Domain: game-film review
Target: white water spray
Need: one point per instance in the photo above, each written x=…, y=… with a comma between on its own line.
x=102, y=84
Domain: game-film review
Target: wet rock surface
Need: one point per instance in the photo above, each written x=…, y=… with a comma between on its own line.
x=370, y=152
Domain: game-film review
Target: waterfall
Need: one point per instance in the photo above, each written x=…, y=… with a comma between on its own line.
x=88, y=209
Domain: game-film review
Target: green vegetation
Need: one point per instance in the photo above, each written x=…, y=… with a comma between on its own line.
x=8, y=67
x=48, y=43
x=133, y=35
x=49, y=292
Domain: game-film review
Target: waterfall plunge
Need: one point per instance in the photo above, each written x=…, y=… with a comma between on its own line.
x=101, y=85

★ ★ ★ ★ ★ ★ ★

Rewrite all of the material above, changing every "game-film review" to "match-footage review" and leaving everything else untouched.

> **Full answer**:
Domain: match-footage review
Target: white water spray
Need: one point per instance in the photo above, each written x=…, y=… with a comma between on its own line.
x=102, y=84
Domain: match-footage review
Target: wet rock surface
Need: one point per instance in the photo above, each written x=…, y=… with a comma between on its own line.
x=370, y=152
Domain: match-footage review
Target: waterfall
Need: one point per instance in the photo above, each written x=…, y=… with a comma between on its own line.
x=88, y=209
Domain: match-footage review
Target: green vegetation
Need: one point per instance in the photo above, each written x=…, y=… with a comma between on its own line.
x=8, y=67
x=48, y=43
x=133, y=35
x=49, y=292
Domain: match-footage review
Target: waterfall plunge
Need: one point per instance in the photo above, each written x=…, y=… with a comma between on its own line.
x=101, y=85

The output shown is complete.